===== Document segment =====
Have you had your flu jab? If you fall into one of the ‘at risk’ categories for flu, then now is the time to take up the offer of a free vaccination.
Knowsley Council’s Public Health team is appealing to all the vulnerable groups to protect themselves this winter by getting vaccinated.
Who can get the free flu jab?
A nasal spray vaccine is offered to two and three year old children, under-16s in ‘at risk’ groups and all primary school pupils. Other risk groups who receive free vaccinations are people aged 65 years or over, all pregnant women, people with long-term medical conditions including heart disease, diabetes, severe asthma, bronchitis, liver and kidney disease and those who are morbidly obese (defined as BMI of 40 and above).
Free vaccines are also offered to people with weakened immune systems and their household contacts, people living in long stay residential care homes, people who are in receipt of a carer’s allowance, and all registered carers.
Cllr Sean Donnelly, Knowsley Council’s Cabinet Member for Health and Social Care, said: “For the majority of people, flu is an unpleasant, but not life-threatening illness. However, it can be very serious for older people and those groups at risk of developing complications.
===== Information shown =====
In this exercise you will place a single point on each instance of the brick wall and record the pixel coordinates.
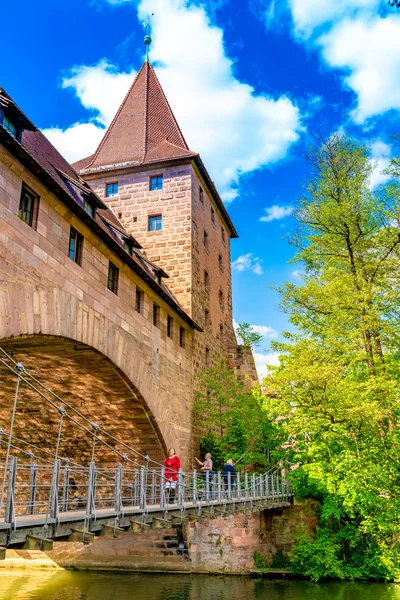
(43, 292)
(179, 247)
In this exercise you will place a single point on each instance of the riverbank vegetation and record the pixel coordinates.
(332, 406)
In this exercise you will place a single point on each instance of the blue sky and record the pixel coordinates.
(249, 82)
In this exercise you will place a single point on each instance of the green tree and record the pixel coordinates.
(246, 334)
(336, 390)
(231, 419)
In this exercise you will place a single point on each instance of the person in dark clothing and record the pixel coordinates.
(229, 481)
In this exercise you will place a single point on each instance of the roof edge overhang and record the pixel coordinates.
(181, 160)
(46, 179)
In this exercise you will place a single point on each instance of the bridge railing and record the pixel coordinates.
(53, 489)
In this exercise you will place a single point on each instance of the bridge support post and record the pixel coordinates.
(143, 502)
(195, 486)
(53, 498)
(238, 486)
(91, 503)
(180, 489)
(10, 502)
(136, 488)
(65, 497)
(162, 488)
(208, 486)
(32, 488)
(153, 488)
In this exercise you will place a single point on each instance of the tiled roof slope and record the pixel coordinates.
(144, 129)
(46, 163)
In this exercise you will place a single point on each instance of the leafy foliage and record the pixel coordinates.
(230, 415)
(336, 391)
(246, 334)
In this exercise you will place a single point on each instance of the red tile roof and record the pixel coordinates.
(143, 131)
(36, 153)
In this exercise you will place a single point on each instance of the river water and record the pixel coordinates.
(69, 585)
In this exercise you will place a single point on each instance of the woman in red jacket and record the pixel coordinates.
(172, 465)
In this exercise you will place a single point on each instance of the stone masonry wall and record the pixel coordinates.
(169, 248)
(214, 546)
(228, 545)
(179, 247)
(43, 292)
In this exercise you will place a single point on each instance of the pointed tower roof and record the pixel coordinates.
(143, 131)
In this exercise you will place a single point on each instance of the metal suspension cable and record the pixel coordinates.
(99, 429)
(38, 382)
(124, 457)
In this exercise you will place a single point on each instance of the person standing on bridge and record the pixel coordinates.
(172, 465)
(228, 479)
(206, 465)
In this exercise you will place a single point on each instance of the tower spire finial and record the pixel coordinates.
(147, 38)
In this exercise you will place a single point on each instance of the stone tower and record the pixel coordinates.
(163, 195)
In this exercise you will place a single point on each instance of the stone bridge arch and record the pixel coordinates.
(90, 383)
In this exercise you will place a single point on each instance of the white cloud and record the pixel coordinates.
(235, 130)
(362, 39)
(297, 274)
(100, 88)
(309, 15)
(369, 51)
(248, 262)
(265, 331)
(381, 153)
(263, 361)
(77, 141)
(276, 212)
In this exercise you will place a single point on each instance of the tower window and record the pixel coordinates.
(156, 183)
(156, 315)
(155, 223)
(139, 301)
(111, 189)
(221, 299)
(89, 208)
(128, 247)
(28, 207)
(9, 126)
(205, 240)
(170, 327)
(75, 246)
(182, 340)
(113, 273)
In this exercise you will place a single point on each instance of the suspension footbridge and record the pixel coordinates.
(46, 496)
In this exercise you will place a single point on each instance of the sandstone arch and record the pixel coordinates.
(91, 383)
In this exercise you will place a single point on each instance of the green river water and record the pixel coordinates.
(69, 585)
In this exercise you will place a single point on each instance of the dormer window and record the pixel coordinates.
(156, 183)
(111, 189)
(9, 126)
(89, 208)
(128, 247)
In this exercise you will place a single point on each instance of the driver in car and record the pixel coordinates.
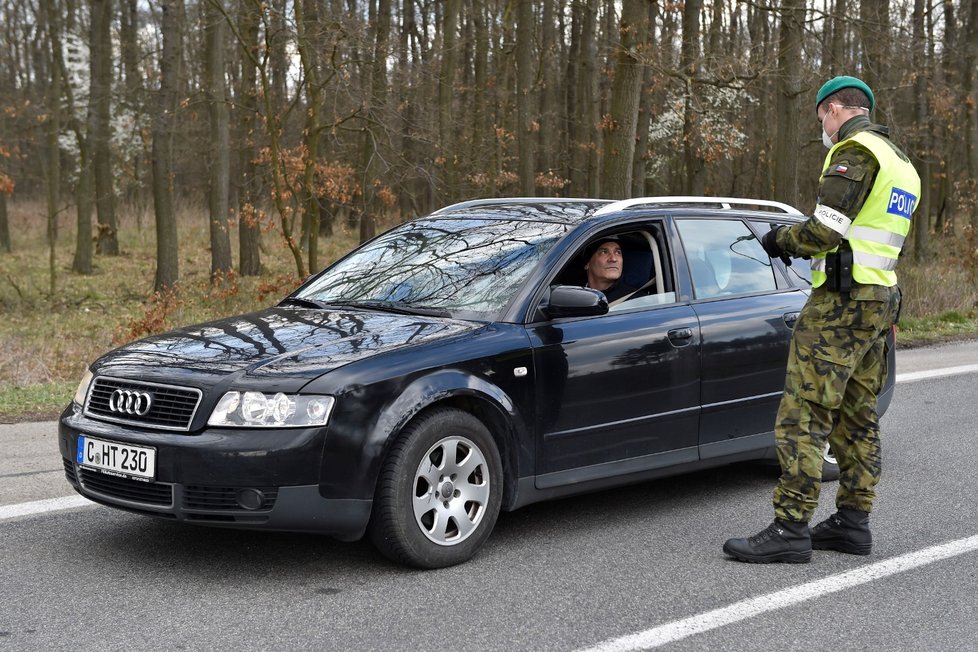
(604, 268)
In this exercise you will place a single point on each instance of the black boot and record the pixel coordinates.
(782, 541)
(845, 531)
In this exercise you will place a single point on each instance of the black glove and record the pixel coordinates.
(770, 243)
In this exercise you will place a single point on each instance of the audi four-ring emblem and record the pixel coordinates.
(128, 401)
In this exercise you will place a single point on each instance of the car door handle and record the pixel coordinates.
(680, 336)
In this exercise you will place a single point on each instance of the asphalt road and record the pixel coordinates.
(563, 575)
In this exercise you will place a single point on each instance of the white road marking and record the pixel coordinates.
(42, 506)
(936, 373)
(704, 622)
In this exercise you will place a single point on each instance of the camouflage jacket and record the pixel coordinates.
(844, 193)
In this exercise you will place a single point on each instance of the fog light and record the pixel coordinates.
(250, 498)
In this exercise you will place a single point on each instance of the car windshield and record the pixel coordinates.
(464, 267)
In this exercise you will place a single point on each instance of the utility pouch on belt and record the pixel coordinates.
(838, 271)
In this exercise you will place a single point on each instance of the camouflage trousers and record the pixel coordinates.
(836, 369)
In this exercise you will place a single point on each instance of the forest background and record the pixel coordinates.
(166, 161)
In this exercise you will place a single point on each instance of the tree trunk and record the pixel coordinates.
(129, 30)
(970, 93)
(785, 162)
(525, 136)
(694, 176)
(100, 47)
(5, 244)
(54, 152)
(446, 94)
(249, 226)
(626, 92)
(921, 158)
(167, 260)
(219, 142)
(584, 107)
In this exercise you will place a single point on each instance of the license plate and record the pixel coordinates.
(113, 458)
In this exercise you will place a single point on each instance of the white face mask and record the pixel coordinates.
(827, 139)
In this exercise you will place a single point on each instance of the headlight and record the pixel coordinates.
(258, 410)
(82, 392)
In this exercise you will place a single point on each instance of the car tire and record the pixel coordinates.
(830, 466)
(441, 451)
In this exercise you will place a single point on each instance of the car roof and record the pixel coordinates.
(574, 210)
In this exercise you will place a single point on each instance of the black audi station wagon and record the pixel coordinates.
(453, 367)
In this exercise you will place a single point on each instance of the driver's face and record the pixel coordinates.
(604, 266)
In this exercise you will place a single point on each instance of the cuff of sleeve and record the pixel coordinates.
(835, 220)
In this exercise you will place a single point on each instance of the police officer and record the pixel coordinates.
(837, 360)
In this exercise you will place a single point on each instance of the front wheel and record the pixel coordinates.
(439, 492)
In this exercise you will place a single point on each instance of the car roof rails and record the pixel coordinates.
(723, 202)
(496, 201)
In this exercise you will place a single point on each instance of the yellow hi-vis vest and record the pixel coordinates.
(877, 233)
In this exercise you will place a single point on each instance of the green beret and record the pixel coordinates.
(844, 81)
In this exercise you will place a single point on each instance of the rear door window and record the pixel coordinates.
(725, 258)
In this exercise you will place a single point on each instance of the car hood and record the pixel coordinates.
(286, 342)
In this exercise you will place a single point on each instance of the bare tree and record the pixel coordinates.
(100, 96)
(249, 226)
(621, 125)
(694, 168)
(525, 136)
(167, 260)
(219, 150)
(785, 164)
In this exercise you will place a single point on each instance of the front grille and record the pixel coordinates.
(171, 408)
(222, 498)
(147, 493)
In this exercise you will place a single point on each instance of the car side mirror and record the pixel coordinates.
(573, 301)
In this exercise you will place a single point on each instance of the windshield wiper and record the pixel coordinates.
(395, 307)
(305, 303)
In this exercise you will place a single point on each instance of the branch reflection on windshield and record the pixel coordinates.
(454, 265)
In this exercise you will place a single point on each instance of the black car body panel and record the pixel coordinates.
(574, 403)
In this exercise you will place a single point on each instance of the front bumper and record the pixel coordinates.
(254, 479)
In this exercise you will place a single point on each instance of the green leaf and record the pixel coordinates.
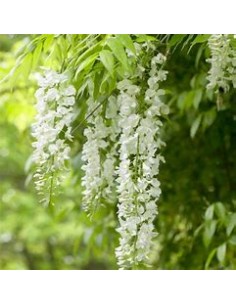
(127, 42)
(209, 212)
(88, 62)
(144, 38)
(36, 55)
(209, 258)
(232, 240)
(107, 59)
(220, 210)
(176, 39)
(195, 126)
(117, 48)
(197, 98)
(200, 39)
(26, 65)
(221, 251)
(209, 118)
(231, 224)
(48, 42)
(209, 231)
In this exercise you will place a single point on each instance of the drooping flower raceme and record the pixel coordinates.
(52, 131)
(137, 184)
(223, 63)
(99, 155)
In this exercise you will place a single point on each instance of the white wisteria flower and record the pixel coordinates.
(137, 184)
(223, 63)
(52, 130)
(99, 156)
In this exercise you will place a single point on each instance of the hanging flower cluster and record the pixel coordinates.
(52, 130)
(223, 63)
(122, 157)
(99, 155)
(138, 187)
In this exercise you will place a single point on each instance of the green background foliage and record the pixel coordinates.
(197, 209)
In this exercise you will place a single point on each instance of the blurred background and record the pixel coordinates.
(197, 210)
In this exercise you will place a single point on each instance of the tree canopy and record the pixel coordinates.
(192, 80)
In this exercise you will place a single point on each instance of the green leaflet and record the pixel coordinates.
(118, 49)
(107, 59)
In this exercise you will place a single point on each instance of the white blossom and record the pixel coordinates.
(223, 63)
(52, 130)
(137, 184)
(98, 180)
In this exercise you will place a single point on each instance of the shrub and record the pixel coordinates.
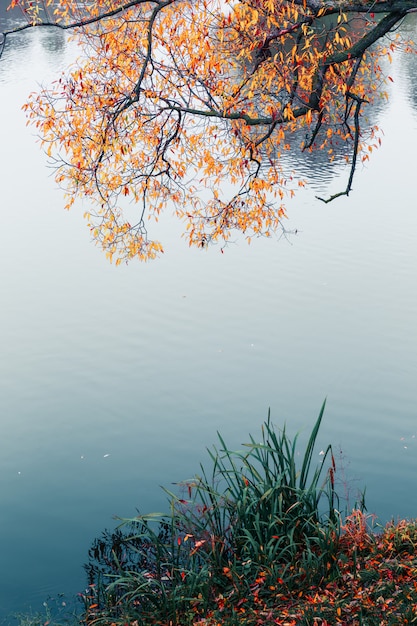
(253, 522)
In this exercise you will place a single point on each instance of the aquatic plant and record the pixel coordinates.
(253, 521)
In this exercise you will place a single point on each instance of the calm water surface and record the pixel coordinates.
(113, 381)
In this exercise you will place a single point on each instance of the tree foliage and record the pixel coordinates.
(189, 106)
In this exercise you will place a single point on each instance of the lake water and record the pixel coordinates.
(114, 380)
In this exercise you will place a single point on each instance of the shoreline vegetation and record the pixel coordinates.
(254, 540)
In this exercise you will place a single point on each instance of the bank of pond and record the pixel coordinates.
(256, 537)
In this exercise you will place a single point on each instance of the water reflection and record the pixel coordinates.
(408, 62)
(146, 363)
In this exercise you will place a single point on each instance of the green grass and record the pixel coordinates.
(250, 520)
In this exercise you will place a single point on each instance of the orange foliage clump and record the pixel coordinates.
(188, 107)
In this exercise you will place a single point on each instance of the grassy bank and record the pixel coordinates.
(255, 539)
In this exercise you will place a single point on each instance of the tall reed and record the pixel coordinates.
(250, 522)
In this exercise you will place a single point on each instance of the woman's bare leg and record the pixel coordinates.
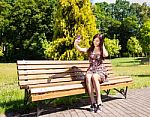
(90, 87)
(96, 81)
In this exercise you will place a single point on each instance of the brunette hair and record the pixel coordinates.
(101, 39)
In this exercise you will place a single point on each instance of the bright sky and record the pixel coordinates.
(131, 1)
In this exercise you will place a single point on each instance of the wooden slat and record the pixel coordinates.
(51, 71)
(47, 76)
(69, 87)
(57, 94)
(71, 82)
(53, 76)
(40, 62)
(26, 67)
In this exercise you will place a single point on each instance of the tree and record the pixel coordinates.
(112, 46)
(134, 46)
(145, 37)
(30, 21)
(72, 18)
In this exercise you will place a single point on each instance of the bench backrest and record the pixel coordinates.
(31, 72)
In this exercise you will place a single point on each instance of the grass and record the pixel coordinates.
(11, 97)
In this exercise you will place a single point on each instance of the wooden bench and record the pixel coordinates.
(46, 79)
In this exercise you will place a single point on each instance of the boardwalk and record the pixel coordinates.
(137, 104)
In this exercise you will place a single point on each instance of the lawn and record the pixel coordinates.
(11, 97)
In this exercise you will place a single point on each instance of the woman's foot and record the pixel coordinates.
(93, 107)
(99, 108)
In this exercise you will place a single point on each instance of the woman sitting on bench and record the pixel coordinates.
(96, 73)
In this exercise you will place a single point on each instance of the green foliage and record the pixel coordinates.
(112, 46)
(30, 21)
(145, 36)
(1, 51)
(72, 18)
(134, 46)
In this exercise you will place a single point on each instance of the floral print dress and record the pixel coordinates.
(97, 66)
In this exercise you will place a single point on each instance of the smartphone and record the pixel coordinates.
(79, 37)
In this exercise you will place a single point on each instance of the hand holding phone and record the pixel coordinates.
(79, 37)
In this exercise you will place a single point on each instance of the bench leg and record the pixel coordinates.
(107, 92)
(39, 111)
(122, 91)
(26, 97)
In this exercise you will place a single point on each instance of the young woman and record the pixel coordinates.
(96, 73)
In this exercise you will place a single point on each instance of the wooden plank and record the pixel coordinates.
(32, 62)
(71, 82)
(68, 87)
(57, 94)
(56, 84)
(57, 88)
(60, 75)
(53, 71)
(43, 81)
(26, 67)
(49, 71)
(53, 76)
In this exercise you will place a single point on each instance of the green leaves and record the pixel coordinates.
(134, 46)
(112, 46)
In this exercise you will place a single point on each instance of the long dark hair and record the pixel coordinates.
(101, 39)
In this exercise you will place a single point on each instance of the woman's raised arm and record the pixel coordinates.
(76, 42)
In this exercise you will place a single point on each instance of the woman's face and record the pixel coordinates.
(96, 42)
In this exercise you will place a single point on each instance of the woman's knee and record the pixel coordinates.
(88, 78)
(95, 77)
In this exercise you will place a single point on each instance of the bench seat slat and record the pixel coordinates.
(26, 67)
(47, 76)
(50, 62)
(57, 94)
(52, 71)
(69, 87)
(71, 82)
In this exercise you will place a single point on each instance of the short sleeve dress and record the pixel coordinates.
=====
§ Problem details
Continue the Knowsley flu vaccination article from its last sentence, carrying on in the same style.

§ Written response
“They include those with weakened immune systems as well as underlying conditions such as neurological disorders, liver, lung or renal disease, heart problems or diabetes and pregnant women. There is also a new more effective vaccine for the over 65s.
“Vaccination remains the best way to protect against the potential serious harm from flu this winter. I urge everyone entitled to a free vaccination, to take up the offer – especially people in at-risk groups and the parents of young children who qualify.
“The vaccine is safe and effective. So don’t wait until there’s a flu outbreak this winter and remember even if you had a vaccination last winter you need another one this year to stay safe from flu.”
How do I arrange to have my flu jab?
Simply contact your GP to arrange a convenient appointment or visit a pharmacist to get vaccinated.